* **INSTRUCTION**
Pull out and copy every line in the items below that contains the string "moored". Case counts.

* **GIVEN RECORDS**

- - -

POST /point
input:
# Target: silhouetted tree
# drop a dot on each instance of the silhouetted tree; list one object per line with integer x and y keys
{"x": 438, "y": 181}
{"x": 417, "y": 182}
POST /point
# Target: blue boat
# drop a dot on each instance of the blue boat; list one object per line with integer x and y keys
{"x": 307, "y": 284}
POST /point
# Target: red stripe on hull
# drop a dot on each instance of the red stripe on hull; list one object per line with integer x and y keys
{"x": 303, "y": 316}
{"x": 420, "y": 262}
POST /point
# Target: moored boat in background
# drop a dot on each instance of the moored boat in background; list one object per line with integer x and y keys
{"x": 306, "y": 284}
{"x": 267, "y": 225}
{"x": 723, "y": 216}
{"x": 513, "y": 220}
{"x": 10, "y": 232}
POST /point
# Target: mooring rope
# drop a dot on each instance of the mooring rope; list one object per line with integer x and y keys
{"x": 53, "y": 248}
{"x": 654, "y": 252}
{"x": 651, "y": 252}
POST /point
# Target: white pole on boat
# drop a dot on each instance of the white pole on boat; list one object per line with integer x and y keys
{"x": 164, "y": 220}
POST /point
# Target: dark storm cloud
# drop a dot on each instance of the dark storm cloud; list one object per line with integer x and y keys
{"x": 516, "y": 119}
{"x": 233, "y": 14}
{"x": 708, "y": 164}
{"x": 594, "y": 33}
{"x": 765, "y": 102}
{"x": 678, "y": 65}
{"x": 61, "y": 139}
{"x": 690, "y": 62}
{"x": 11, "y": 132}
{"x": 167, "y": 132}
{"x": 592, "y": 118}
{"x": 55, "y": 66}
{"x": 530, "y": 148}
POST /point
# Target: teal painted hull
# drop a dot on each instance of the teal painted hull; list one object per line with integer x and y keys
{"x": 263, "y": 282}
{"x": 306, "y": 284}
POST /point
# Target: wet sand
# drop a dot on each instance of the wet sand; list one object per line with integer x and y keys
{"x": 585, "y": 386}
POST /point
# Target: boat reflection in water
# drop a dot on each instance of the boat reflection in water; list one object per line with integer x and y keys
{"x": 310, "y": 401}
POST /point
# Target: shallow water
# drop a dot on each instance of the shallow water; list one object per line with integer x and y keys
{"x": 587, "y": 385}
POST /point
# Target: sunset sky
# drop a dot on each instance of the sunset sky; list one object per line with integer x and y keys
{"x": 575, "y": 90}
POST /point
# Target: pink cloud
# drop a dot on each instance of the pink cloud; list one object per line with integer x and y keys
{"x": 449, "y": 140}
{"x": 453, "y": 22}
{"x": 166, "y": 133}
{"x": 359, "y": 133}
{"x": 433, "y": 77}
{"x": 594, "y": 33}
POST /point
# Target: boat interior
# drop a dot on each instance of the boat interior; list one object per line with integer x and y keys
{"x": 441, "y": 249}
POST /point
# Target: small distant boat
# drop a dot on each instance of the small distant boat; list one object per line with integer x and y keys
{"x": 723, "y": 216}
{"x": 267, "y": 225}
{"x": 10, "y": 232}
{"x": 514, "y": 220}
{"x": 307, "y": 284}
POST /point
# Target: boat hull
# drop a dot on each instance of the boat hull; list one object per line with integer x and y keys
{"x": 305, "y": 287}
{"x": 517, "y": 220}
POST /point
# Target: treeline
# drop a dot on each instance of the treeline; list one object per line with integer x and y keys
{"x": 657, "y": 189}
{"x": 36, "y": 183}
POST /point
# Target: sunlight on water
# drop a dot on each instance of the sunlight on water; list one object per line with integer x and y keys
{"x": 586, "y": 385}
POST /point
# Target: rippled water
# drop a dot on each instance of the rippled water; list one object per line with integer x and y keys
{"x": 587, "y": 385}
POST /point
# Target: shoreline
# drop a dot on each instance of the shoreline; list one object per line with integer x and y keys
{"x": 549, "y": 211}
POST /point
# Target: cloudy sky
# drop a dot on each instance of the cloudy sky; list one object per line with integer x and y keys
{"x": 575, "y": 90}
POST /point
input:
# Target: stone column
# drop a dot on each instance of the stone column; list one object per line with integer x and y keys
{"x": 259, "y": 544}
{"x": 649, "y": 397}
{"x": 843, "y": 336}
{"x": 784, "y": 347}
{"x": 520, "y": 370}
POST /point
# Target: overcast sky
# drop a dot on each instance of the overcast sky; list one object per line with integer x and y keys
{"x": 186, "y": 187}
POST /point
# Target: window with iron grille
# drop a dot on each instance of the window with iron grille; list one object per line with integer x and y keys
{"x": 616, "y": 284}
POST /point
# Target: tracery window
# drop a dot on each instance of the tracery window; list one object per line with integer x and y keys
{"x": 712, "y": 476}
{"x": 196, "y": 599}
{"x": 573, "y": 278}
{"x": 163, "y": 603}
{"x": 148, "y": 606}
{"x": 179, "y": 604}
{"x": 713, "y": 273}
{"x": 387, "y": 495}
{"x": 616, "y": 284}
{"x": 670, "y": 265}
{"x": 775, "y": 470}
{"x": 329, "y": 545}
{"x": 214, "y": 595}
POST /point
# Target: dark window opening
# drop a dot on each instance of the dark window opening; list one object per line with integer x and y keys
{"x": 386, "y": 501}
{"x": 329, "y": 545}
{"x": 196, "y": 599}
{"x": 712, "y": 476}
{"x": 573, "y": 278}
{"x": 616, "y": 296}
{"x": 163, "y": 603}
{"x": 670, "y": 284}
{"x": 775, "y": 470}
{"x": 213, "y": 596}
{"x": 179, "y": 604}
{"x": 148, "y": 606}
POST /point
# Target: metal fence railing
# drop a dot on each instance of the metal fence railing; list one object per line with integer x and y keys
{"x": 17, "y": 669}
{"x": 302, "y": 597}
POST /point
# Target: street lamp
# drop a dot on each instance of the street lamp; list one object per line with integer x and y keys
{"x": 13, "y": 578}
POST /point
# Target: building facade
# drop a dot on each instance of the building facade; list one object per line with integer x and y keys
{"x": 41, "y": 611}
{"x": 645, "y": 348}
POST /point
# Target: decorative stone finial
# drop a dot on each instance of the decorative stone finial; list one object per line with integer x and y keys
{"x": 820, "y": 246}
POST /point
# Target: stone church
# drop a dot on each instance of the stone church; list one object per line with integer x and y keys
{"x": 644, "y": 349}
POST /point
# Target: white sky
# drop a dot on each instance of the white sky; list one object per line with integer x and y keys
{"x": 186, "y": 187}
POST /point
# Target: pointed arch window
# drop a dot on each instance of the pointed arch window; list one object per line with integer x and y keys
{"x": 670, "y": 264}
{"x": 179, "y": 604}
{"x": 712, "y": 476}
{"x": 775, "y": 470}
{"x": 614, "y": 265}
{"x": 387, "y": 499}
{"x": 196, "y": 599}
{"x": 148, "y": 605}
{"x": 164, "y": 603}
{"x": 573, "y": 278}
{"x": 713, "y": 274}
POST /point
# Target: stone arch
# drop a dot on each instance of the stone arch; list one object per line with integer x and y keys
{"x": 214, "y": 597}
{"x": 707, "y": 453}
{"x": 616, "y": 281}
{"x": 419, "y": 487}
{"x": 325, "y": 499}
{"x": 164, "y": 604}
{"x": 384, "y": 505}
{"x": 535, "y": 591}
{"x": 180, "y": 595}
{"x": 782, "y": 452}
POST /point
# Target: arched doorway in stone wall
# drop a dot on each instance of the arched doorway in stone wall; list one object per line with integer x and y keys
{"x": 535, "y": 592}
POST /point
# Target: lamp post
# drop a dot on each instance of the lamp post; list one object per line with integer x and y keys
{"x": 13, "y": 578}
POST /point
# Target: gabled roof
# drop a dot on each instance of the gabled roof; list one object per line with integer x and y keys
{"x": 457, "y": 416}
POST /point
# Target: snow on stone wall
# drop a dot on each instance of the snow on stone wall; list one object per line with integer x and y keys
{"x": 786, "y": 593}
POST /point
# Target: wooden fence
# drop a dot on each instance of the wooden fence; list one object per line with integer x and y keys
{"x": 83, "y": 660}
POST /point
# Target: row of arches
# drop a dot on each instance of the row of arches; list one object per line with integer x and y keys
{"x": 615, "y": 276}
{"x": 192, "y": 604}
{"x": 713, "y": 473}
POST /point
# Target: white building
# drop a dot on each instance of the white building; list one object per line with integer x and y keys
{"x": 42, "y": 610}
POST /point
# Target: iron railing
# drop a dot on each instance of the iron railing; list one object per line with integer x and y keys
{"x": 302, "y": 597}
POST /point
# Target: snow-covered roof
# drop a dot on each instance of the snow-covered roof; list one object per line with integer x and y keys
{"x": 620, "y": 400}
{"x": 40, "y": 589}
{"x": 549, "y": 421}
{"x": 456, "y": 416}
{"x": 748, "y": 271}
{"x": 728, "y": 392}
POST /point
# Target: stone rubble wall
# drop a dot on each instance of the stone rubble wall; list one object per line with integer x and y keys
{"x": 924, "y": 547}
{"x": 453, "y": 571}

- - -

* **EXERCISE OUTPUT**
# Target: moored boat in background
# drop a dot on each instance of the moored boat in background; list one object per line with integer x and y keys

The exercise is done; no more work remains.